Material shown below:
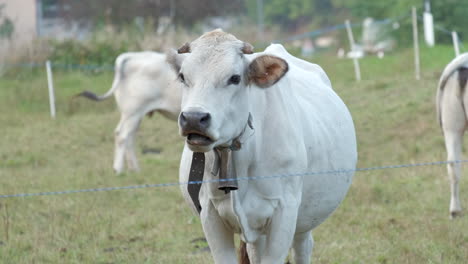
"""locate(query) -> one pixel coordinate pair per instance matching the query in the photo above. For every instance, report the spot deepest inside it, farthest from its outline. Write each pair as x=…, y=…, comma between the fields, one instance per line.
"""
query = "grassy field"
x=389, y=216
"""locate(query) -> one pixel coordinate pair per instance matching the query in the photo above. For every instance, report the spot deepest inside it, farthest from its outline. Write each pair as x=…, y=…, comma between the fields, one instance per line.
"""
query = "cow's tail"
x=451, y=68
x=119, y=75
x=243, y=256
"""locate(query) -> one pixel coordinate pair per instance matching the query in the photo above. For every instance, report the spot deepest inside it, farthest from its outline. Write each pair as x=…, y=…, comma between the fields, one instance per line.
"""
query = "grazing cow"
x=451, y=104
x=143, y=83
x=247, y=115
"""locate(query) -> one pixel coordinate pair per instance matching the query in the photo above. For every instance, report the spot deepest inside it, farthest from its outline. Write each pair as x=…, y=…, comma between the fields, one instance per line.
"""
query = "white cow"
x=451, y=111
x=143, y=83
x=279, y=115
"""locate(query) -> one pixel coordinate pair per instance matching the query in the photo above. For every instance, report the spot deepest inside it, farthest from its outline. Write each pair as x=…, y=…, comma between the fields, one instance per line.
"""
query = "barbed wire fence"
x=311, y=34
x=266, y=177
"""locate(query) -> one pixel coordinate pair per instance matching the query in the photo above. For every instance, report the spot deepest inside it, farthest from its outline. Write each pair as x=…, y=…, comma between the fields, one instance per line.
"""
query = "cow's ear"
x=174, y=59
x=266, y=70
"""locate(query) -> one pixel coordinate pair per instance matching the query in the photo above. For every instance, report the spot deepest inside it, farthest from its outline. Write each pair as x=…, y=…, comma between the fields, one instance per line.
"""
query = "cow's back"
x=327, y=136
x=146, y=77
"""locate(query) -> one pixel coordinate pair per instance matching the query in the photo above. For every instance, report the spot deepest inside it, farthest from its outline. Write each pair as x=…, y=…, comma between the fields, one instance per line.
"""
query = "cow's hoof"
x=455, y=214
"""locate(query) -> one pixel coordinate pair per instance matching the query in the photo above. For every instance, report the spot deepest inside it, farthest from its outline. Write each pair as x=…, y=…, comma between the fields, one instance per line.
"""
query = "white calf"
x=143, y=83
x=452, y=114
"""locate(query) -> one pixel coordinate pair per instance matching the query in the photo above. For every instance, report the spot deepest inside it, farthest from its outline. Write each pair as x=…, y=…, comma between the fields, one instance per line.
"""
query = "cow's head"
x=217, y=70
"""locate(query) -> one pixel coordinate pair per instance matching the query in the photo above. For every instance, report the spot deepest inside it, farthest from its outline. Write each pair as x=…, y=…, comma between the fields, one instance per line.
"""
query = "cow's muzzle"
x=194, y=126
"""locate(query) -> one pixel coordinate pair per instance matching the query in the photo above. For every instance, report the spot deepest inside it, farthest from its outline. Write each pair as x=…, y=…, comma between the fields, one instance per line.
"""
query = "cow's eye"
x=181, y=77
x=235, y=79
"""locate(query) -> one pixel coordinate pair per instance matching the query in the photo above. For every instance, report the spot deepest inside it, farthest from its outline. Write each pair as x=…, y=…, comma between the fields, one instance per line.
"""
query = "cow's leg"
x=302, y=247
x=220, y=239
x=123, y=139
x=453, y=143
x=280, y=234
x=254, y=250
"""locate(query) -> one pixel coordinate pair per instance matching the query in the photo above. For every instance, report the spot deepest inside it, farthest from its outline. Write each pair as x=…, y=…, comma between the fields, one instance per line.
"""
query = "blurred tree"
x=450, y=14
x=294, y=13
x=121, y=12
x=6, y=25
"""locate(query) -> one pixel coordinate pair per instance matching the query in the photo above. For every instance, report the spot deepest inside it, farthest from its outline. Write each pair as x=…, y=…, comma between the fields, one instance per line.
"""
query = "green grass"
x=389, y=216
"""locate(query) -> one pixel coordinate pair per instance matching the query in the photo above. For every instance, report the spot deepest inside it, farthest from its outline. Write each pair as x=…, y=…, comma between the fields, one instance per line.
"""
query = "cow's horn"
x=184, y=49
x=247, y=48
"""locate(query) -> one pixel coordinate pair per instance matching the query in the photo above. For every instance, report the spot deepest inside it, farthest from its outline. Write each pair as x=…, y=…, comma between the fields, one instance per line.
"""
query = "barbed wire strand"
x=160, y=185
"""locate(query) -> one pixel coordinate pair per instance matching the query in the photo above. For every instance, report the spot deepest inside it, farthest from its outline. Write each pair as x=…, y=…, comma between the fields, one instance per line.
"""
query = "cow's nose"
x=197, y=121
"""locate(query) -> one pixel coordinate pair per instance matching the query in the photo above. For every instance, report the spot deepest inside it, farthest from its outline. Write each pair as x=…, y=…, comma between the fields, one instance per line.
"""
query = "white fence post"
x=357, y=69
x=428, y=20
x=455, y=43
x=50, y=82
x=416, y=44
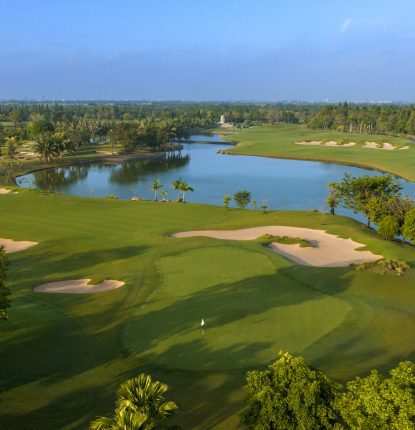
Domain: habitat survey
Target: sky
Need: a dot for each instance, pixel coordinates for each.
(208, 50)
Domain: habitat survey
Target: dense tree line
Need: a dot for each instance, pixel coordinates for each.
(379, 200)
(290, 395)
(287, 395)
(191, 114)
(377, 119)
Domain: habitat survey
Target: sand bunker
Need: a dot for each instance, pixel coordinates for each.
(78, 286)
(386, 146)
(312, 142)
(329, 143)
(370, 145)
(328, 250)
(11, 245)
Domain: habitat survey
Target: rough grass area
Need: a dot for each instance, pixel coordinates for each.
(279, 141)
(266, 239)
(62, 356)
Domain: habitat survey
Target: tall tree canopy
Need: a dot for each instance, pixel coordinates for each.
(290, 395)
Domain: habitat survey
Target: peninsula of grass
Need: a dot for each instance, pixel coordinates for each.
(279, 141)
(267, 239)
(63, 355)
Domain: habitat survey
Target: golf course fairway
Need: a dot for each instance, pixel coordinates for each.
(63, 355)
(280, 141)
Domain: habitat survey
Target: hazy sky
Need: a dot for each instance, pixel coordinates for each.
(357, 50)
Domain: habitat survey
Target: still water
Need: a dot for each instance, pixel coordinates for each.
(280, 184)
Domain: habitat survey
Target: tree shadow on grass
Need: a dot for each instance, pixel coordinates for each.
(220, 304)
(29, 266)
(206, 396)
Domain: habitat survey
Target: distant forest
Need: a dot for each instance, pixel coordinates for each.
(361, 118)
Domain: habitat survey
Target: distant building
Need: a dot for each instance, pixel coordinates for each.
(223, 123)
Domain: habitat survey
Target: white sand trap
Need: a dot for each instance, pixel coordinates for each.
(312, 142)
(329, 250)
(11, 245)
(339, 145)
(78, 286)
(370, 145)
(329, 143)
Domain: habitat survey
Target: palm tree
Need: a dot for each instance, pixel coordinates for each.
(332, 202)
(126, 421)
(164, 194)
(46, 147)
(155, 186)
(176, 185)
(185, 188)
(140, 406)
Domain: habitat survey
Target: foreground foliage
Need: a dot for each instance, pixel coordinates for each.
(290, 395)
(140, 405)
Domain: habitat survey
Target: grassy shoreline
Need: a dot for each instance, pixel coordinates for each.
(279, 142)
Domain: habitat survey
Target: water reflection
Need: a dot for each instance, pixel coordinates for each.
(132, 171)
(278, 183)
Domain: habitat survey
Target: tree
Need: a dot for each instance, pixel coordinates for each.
End of Material shown.
Repeat the line that contains "Target: water reflection", then every line after it until the records end, with nothing added.

Target: water reflection
Need: a dot for each instance, pixel coordinates for each.
(132, 171)
(278, 183)
Domain: habitat survey
Target: tree
Need: a dot for each instance, pixel coordinates for each.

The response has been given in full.